─── Passage ───
Pumping by flapping in a viscoelastic fluid.

Department of Mechanical and Aerospace Engineering, University of California-San Diego, 9500 Gilman Drive, La Jolla, California 92093-0411, USA.
Physical Review E (Impact Factor: 2.31). 03/2010; 81(3 Pt 2):036312. DOI: 10.1103/PhysRevE.81.036312
Source: arXiv

ABSTRACT In a world without inertia, Purcell's scallop theorem states that in a Newtonian fluid a time-reversible motion cannot produce any net force or net flow. Here we consider the extent to which the nonlinear rheological behavior of viscoelastic fluids can be exploited to break the constraints of the scallop theorem in the context of fluid pumping. By building on previous work focusing on force generation, we consider a simple, biologically inspired geometrical example of a flapper in a polymeric (Oldroyd-B) fluid, and calculate asymptotically the time-average net fluid flow produced by the reciprocal flapping motion. The net flow occurs at fourth order in the flapping amplitude, and suggests the possibility of transporting polymeric fluids using reciprocal motion in simple geometries even in the absence of inertia. The induced flow field and pumping performance are characterized and optimized analytically. Our results may be useful in the design of micropumps handling complex fluids.
─── Provided records ───
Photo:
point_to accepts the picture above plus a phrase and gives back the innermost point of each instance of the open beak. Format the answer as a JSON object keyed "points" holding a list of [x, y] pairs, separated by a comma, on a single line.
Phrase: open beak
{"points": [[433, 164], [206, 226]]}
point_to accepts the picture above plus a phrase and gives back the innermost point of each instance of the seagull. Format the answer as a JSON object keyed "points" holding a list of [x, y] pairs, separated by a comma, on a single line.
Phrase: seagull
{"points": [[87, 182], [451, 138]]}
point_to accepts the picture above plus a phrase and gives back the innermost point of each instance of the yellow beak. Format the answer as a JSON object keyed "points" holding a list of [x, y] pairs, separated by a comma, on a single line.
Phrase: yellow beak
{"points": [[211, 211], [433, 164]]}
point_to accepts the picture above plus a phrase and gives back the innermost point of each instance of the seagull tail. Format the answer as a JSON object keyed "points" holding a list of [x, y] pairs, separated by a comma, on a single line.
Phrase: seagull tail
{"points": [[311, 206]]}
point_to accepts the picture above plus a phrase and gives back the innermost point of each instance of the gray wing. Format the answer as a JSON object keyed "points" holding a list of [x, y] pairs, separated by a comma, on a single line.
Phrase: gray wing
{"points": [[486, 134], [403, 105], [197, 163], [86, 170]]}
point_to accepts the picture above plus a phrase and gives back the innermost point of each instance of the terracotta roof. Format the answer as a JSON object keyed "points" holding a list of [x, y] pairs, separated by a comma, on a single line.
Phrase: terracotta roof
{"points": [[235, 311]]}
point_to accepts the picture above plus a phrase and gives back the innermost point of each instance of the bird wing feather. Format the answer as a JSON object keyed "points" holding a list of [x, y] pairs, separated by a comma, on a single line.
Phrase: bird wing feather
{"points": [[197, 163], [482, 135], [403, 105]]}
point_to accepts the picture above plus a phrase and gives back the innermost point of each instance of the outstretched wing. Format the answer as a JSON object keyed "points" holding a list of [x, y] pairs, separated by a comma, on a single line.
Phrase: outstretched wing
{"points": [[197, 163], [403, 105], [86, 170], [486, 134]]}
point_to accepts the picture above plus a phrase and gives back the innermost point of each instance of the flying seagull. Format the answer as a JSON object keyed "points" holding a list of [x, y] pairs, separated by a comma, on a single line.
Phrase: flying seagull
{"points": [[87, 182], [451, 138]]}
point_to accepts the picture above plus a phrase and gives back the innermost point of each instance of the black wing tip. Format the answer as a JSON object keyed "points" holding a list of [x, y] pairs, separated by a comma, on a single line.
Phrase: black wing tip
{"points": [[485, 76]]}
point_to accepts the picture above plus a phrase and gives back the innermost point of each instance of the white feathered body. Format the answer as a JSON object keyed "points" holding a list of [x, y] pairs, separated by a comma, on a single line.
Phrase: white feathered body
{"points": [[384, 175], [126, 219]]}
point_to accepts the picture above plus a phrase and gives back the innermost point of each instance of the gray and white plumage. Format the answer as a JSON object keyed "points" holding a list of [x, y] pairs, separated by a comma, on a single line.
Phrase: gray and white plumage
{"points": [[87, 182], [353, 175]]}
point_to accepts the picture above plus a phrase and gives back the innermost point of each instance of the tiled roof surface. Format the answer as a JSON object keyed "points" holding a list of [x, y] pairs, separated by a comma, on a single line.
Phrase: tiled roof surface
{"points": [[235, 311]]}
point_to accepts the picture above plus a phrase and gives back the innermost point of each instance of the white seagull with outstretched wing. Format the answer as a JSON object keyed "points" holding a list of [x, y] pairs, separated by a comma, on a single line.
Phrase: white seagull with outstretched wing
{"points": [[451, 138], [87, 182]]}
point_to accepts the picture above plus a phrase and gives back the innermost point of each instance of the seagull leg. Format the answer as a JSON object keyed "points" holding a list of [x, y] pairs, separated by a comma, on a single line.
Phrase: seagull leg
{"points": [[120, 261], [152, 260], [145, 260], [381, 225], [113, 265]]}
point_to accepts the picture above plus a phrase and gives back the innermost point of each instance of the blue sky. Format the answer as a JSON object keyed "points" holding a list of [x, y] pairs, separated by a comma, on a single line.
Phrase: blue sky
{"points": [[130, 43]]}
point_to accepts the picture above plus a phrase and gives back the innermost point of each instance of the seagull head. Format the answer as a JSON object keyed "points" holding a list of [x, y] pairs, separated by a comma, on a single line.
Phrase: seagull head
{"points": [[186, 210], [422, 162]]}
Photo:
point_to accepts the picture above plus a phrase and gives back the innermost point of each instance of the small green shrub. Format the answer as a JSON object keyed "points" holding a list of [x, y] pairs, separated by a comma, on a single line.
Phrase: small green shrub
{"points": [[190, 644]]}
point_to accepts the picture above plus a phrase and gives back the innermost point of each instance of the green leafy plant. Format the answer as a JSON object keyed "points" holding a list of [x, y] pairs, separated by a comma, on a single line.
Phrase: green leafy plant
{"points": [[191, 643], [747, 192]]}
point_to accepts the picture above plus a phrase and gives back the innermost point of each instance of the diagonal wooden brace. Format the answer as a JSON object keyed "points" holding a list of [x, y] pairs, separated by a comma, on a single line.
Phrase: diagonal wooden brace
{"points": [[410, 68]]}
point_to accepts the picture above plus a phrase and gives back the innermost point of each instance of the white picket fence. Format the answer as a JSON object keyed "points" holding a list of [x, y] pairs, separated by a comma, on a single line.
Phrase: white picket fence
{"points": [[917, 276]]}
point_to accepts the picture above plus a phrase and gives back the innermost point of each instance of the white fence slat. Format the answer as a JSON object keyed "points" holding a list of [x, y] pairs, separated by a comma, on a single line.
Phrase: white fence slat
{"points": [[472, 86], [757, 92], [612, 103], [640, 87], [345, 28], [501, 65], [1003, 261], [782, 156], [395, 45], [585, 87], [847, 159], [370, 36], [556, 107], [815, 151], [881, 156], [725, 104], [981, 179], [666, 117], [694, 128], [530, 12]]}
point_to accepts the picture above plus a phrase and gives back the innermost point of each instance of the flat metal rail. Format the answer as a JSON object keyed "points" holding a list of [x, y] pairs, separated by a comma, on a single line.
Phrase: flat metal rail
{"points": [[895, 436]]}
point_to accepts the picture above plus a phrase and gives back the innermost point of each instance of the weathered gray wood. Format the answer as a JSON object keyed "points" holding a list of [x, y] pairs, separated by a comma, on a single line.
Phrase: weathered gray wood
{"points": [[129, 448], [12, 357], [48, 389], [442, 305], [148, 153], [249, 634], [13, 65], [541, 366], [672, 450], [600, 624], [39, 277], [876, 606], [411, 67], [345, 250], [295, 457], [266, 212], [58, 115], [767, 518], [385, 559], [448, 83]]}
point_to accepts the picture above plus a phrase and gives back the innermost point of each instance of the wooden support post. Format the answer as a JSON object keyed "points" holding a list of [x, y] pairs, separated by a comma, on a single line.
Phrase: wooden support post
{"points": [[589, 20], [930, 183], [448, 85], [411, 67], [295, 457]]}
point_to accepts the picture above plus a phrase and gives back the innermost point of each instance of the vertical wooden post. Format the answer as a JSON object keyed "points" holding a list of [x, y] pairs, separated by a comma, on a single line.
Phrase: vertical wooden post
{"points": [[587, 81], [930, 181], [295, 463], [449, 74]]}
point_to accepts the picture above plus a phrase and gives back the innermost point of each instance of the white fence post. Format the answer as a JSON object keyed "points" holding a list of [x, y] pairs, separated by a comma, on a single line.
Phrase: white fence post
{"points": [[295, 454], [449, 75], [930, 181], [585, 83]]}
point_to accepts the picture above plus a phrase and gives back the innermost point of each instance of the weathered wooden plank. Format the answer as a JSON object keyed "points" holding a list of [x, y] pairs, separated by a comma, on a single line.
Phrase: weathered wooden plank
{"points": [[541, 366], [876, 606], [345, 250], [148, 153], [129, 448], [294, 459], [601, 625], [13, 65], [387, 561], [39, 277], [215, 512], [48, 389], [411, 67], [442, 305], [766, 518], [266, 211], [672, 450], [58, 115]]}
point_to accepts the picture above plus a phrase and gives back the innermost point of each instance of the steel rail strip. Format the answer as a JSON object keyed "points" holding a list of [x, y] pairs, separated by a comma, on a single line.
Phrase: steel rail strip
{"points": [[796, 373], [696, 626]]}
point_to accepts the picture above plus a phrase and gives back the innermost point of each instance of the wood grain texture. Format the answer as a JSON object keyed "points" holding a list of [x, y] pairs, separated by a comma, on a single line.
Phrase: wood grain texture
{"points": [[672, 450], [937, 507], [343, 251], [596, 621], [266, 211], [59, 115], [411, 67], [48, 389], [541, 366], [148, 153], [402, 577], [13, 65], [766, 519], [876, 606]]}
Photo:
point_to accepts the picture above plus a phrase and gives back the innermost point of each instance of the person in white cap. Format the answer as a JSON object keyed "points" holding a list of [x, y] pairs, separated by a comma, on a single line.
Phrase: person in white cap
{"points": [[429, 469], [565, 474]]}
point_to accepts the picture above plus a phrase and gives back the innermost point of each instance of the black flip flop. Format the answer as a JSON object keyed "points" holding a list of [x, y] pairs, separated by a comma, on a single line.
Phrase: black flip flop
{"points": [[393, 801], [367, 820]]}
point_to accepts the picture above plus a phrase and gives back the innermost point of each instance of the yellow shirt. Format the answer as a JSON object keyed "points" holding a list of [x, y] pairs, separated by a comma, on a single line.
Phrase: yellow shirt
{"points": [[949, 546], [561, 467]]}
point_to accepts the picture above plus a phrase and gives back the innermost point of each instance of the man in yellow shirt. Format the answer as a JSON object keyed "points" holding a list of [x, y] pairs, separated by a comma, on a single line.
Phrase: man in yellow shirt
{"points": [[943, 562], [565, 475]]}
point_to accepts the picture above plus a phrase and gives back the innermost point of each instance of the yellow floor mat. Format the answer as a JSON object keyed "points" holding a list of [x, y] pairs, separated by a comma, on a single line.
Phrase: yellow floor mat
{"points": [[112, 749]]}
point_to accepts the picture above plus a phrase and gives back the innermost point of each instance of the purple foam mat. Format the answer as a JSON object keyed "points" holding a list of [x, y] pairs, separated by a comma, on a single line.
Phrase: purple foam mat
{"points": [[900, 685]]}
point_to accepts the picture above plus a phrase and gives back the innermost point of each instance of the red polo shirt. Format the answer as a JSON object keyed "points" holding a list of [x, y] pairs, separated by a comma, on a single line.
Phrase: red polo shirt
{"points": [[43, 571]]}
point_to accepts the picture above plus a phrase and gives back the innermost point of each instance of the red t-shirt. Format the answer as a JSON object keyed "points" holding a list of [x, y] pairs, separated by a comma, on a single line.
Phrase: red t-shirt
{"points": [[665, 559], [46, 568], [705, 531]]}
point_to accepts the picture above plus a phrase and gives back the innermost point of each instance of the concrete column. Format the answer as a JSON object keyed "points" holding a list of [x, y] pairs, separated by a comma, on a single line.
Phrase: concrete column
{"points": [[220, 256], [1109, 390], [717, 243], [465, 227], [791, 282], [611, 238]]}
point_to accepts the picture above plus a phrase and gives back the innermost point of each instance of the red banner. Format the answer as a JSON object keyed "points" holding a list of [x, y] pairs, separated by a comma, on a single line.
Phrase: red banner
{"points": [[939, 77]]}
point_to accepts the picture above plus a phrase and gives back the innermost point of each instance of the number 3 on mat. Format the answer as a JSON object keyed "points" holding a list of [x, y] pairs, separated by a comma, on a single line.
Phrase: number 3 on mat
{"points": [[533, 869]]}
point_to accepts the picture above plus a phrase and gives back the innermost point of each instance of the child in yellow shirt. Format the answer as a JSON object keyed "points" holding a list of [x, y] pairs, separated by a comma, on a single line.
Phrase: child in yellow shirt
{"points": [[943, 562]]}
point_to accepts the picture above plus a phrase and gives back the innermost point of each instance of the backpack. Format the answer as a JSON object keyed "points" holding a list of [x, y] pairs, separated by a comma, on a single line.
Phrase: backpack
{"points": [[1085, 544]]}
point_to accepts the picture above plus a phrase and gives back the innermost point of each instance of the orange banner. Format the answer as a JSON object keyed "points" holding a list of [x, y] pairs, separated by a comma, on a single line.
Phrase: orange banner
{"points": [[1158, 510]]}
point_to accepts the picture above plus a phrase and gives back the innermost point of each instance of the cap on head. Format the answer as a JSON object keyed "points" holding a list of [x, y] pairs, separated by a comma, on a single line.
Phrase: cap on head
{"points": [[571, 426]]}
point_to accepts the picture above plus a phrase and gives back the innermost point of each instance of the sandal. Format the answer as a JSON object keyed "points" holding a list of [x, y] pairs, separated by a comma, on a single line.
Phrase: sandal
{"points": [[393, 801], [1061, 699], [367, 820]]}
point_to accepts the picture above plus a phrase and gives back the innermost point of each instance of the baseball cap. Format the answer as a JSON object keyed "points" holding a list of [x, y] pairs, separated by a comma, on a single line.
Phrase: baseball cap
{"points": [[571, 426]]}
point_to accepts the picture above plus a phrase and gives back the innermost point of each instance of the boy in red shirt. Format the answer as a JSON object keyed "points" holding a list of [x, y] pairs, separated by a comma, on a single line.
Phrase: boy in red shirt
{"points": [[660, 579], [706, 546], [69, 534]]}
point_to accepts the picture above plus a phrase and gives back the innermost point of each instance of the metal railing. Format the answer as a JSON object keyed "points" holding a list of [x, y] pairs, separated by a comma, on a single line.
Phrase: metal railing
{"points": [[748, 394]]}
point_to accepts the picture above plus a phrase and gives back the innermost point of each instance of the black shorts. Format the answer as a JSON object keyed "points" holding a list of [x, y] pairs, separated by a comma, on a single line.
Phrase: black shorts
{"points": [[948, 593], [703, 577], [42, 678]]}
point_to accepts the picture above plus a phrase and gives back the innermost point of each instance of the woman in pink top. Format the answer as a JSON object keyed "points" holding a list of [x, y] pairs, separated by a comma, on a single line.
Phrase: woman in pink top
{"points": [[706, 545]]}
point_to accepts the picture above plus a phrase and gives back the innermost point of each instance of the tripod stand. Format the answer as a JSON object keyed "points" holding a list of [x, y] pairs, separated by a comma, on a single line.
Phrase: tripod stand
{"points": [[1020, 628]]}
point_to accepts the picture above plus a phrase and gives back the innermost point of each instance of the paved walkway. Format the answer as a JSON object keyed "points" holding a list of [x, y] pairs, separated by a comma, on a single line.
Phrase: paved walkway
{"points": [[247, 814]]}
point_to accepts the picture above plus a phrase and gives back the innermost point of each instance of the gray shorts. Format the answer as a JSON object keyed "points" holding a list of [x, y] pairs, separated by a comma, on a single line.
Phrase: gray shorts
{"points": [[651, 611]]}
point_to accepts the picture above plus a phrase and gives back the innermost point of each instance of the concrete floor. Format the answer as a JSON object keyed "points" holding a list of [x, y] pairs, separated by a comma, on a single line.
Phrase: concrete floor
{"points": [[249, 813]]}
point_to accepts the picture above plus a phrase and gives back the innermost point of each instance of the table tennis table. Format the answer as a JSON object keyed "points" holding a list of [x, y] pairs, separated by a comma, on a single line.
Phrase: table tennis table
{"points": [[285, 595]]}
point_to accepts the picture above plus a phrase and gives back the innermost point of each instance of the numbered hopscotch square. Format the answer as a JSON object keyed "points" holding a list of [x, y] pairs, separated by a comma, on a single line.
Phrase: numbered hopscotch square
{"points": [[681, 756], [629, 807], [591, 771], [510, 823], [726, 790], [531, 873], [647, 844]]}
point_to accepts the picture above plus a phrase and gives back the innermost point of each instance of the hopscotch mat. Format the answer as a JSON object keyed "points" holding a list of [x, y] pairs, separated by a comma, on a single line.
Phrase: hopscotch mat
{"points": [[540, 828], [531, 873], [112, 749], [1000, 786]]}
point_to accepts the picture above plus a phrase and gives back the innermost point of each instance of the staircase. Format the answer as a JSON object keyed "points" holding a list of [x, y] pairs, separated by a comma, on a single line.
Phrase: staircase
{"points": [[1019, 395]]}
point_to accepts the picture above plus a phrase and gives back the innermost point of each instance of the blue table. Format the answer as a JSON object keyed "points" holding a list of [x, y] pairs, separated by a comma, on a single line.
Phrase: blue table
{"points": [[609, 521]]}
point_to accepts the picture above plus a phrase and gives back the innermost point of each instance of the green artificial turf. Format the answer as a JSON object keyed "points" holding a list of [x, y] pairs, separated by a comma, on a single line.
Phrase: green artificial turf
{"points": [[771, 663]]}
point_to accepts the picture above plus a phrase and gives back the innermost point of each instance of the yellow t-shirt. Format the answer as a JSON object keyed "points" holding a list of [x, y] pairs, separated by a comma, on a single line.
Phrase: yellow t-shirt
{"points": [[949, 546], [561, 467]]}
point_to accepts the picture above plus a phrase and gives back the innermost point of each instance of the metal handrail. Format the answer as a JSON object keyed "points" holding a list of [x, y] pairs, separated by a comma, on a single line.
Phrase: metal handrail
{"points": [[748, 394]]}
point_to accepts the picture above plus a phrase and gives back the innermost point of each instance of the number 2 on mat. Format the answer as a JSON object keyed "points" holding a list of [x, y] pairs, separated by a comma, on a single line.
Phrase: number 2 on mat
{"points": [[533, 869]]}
───
### Task
Please copy out the passage on pumping by flapping in full, word for word. The records have no connection to the passage on pumping by flapping.

### Output
Pumping by flapping in a viscoelastic fluid.

Department of Mechanical and Aerospace Engineering, University of California-San Diego, 9500 Gilman Drive, La Jolla, California 92093-0411, USA.
Physical Review E (Impact Factor: 2.31). 03/2010; 81(3 Pt 2):036312. DOI: 10.1103/PhysRevE.81.036312
Source: arXiv

ABSTRACT In a world without inertia, Purcell's scallop theorem states that in a Newtonian fluid a time-reversible motion cannot produce any net force or net flow. Here we consider the extent to which the nonlinear rheological behavior of viscoelastic fluids can be exploited to break the constraints of the scallop theorem in the context of fluid pumping. By building on previous work focusing on force generation, we consider a simple, biologically inspired geometrical example of a flapper in a polymeric (Oldroyd-B) fluid, and calculate asymptotically the time-average net fluid flow produced by the reciprocal flapping motion. The net flow occurs at fourth order in the flapping amplitude, and suggests the possibility of transporting polymeric fluids using reciprocal motion in simple geometries even in the absence of inertia. The induced flow field and pumping performance are characterized and optimized analytically. Our results may be useful in the design of micropumps handling complex fluids.